**Task 1:**
Retype the conference announcement in full, preserving its wording without alteration.

Enfilade

Conference | Sculpture and Trompe l’œil in European Ceramics

Posted in conferences (to attend), online learning by Editor on July 3, 2026

From the conference programme:

Sculpture and Trompe l’œil in European Ceramics:

From Bernard Palissy to the Present Day

Second Edition of the Annual Conference on European Sculpture and Decorative Arts

Online, 12–13 July 2026

A combined effort of the Centre de Recherches Historiques sur les Maîtres Ébénistes and the Low Countries Sculpture Society, whose libraries and archives have merged and are housed in the Hôtel de la Roche (1750) at Mons, the Annual International Conference had its inaugural edition in July 2025. This edition, dedicated to European ceramics, aims to address issues relating to figurative sculpture in the round, to relief sculpture and to trompe l’oeil, all in the medium of ceramics. This includes the imitation of other materials, such as wood or precious stones, and the mimetic representation of animals and plants. Sculpture and trompe l’oeil are recurring themes but have been little studied in a comprehensive manner in European ceramic art, not even in Art Deco ceramics, which frequently use sculptural forms, both in tableware and in purely decorative pieces.

**Task 2:**
In the records below, begin at the line that contains "Could you please spot the green" and stop after the line that contains "(447, 1106)". Reproduce every line in that span, increasing each coordinate value by 19 and leaving all other text unchanged.

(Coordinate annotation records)
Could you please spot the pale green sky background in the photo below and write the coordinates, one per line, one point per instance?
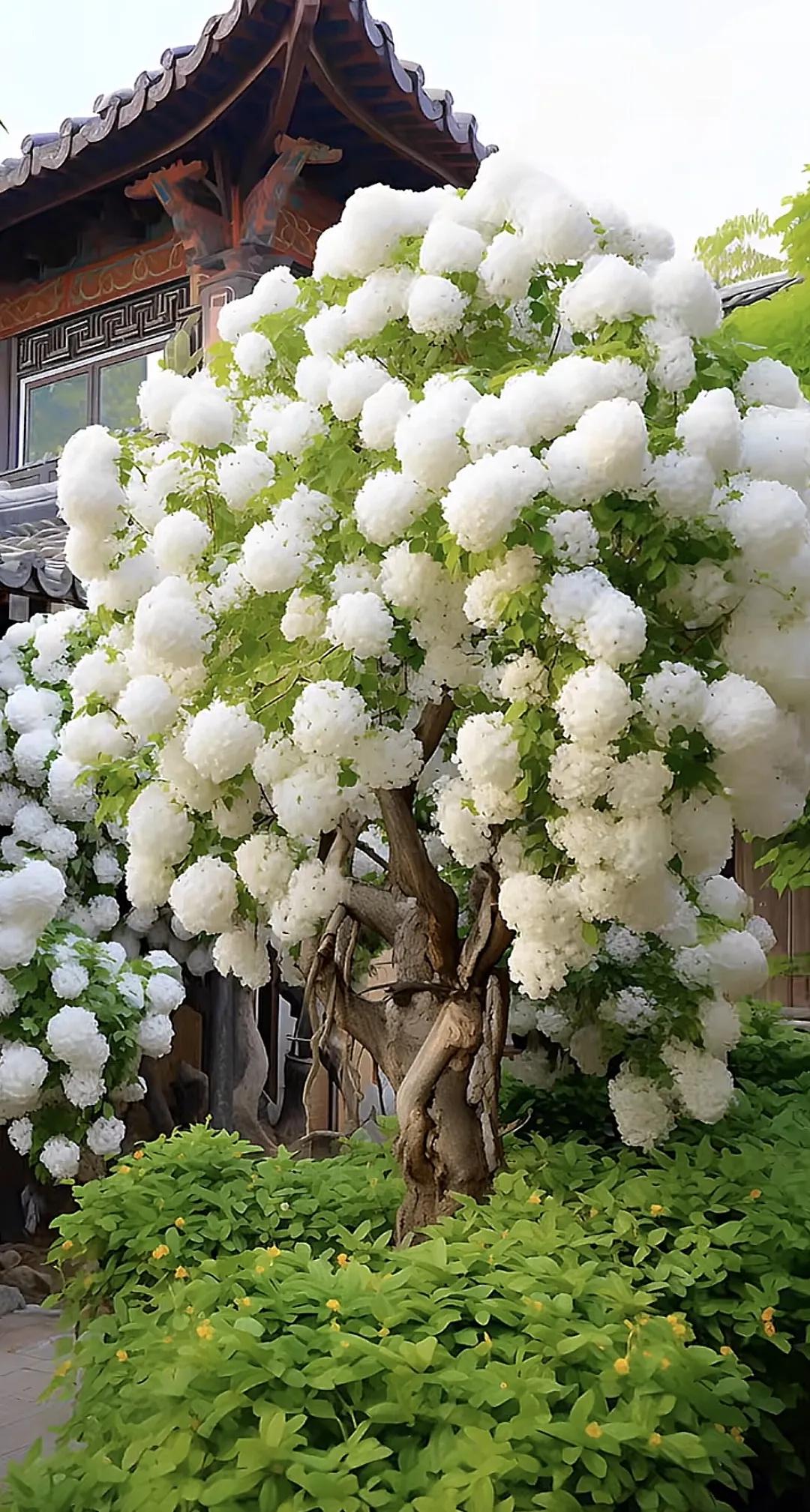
(683, 111)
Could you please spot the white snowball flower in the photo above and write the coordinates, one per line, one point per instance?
(710, 427)
(61, 1157)
(147, 705)
(254, 354)
(158, 397)
(74, 1037)
(488, 496)
(23, 1071)
(639, 1106)
(164, 993)
(221, 740)
(244, 953)
(685, 294)
(328, 719)
(361, 624)
(70, 982)
(154, 1036)
(435, 306)
(179, 542)
(20, 1134)
(203, 896)
(203, 416)
(770, 382)
(594, 705)
(106, 1136)
(242, 474)
(386, 505)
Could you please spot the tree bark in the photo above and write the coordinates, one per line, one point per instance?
(447, 1107)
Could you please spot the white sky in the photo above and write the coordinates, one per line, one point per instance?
(682, 111)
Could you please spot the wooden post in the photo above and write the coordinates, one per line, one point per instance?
(220, 1034)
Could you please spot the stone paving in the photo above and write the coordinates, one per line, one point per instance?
(26, 1364)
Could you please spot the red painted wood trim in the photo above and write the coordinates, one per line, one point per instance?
(84, 288)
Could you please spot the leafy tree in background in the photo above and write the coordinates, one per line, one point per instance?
(732, 254)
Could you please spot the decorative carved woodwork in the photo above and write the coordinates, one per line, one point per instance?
(99, 283)
(202, 232)
(273, 193)
(214, 242)
(152, 313)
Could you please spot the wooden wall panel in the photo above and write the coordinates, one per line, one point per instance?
(789, 918)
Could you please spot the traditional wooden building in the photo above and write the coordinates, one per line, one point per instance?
(173, 196)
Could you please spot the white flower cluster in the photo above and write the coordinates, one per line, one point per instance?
(59, 914)
(403, 501)
(77, 1073)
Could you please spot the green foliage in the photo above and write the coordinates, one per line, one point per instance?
(487, 1369)
(205, 1193)
(732, 256)
(529, 1355)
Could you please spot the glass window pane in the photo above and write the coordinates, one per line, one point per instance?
(55, 410)
(118, 392)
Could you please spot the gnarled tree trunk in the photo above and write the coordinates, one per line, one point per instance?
(438, 1025)
(447, 1106)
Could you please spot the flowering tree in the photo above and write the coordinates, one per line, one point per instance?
(76, 1015)
(478, 560)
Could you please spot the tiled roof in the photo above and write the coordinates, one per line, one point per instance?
(754, 289)
(227, 46)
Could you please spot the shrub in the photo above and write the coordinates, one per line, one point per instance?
(480, 1370)
(695, 1254)
(202, 1193)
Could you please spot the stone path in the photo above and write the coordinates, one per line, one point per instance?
(26, 1366)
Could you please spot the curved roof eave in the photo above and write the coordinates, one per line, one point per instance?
(194, 85)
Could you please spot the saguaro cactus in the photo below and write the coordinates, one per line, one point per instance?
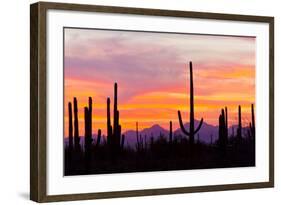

**Worked solution 1:**
Enfilade

Conference | Sculpture and Trompe l’œil in European Ceramics

Posted in conferences (to attend), online learning by Editor on July 3, 2026

From the conference programme:

Sculpture and Trompe l’œil in European Ceramics:

From Bernard Palissy to the Present Day

Second Edition of the Annual Conference on European Sculpture and Decorative Arts

Online, 12–13 July 2026

A combined effort of the Centre de Recherches Historiques sur les Maîtres Ébénistes and the Low Countries Sculpture Society, whose libraries and archives have merged and are housed in the Hôtel de la Roche (1750) at Mons, the Annual International Conference had its inaugural edition in July 2025. This edition, dedicated to European ceramics, aims to address issues relating to figurative sculpture in the round, to relief sculpture and to trompe l’oeil, all in the medium of ceramics. This includes the imitation of other materials, such as wood or precious stones, and the mimetic representation of animals and plants. Sculpture and trompe l’oeil are recurring themes but have been little studied in a comprehensive manner in European ceramic art, not even in Art Deco ceramics, which frequently use sculptural forms, both in tableware and in purely decorative pieces.

**Worked solution 2:**
Could you please spot the green foliage in the photo above and write the coordinates, one per line, one point per instance?
(506, 1388)
(224, 1212)
(751, 275)
(548, 1374)
Could you please spot the glass window pane in the photo above and write the coordinates, one per line, one point per instance?
(74, 429)
(137, 411)
Could you please spot the gnarled tree trunk in the photo above and write the coordinates, one per line, one point per instance?
(457, 1044)
(466, 1125)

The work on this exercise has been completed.